:: 할 일 ::
아래 목록의 모든 줄을 한 글자도 바꾸지 말고 그대로 추출해 주세요.

:: 제공 자료 ::
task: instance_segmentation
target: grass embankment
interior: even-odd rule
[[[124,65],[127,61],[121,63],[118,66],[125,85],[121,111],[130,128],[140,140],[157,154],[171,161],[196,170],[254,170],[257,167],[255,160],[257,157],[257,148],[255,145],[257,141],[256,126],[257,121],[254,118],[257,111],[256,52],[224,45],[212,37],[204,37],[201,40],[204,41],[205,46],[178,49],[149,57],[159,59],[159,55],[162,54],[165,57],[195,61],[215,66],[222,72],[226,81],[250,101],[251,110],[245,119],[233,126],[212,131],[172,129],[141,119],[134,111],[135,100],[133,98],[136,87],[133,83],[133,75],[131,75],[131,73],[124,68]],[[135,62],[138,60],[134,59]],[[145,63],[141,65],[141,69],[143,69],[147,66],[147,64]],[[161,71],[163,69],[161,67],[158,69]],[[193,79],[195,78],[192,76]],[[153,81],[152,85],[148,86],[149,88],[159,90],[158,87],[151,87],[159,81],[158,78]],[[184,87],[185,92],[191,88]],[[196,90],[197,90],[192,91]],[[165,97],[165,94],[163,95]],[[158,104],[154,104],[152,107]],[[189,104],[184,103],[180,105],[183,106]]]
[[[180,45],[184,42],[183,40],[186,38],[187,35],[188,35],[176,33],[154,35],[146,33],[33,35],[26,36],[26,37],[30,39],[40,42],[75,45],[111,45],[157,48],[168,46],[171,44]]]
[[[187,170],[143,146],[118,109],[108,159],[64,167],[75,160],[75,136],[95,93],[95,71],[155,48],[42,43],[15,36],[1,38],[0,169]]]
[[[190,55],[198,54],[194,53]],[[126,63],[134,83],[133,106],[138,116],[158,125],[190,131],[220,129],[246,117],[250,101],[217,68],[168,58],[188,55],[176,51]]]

:: 결과 ::
task: instance_segmentation
target: grass embankment
interior: even-odd rule
[[[124,65],[127,61],[121,63],[118,66],[125,85],[121,111],[130,128],[140,140],[157,154],[171,161],[196,170],[254,170],[257,167],[255,160],[257,157],[257,148],[255,145],[257,141],[256,126],[257,121],[254,118],[257,111],[256,52],[224,45],[212,37],[204,37],[201,40],[204,41],[205,46],[178,49],[149,57],[159,59],[159,55],[162,54],[165,57],[195,61],[215,66],[222,72],[226,81],[250,101],[251,110],[245,119],[233,126],[212,131],[172,129],[141,119],[134,111],[135,100],[133,98],[136,87],[133,83],[133,75],[131,75],[131,73],[124,68]],[[135,62],[138,60],[134,59]],[[145,63],[141,65],[141,69],[143,69],[147,66],[147,64]],[[161,71],[163,69],[161,67],[158,69]],[[193,79],[195,78],[192,76]],[[153,81],[152,85],[148,86],[149,88],[159,90],[158,87],[151,87],[159,81],[158,78]],[[184,87],[185,92],[191,88]],[[196,90],[197,90],[192,91]],[[165,97],[165,94],[163,95]],[[158,104],[154,104],[152,107]],[[189,104],[184,103],[180,105],[183,106]]]
[[[180,45],[184,42],[183,40],[186,38],[187,35],[188,35],[176,33],[154,35],[146,33],[33,35],[26,36],[26,37],[30,39],[40,42],[75,45],[111,45],[157,48],[168,46],[171,44]]]
[[[187,170],[143,146],[118,109],[108,159],[64,167],[75,160],[75,136],[95,93],[95,71],[155,48],[42,43],[15,36],[1,38],[0,169]]]
[[[190,55],[198,54],[194,53]],[[126,63],[134,83],[133,106],[138,116],[158,125],[190,131],[220,129],[246,117],[250,101],[217,68],[168,58],[188,55],[176,51]]]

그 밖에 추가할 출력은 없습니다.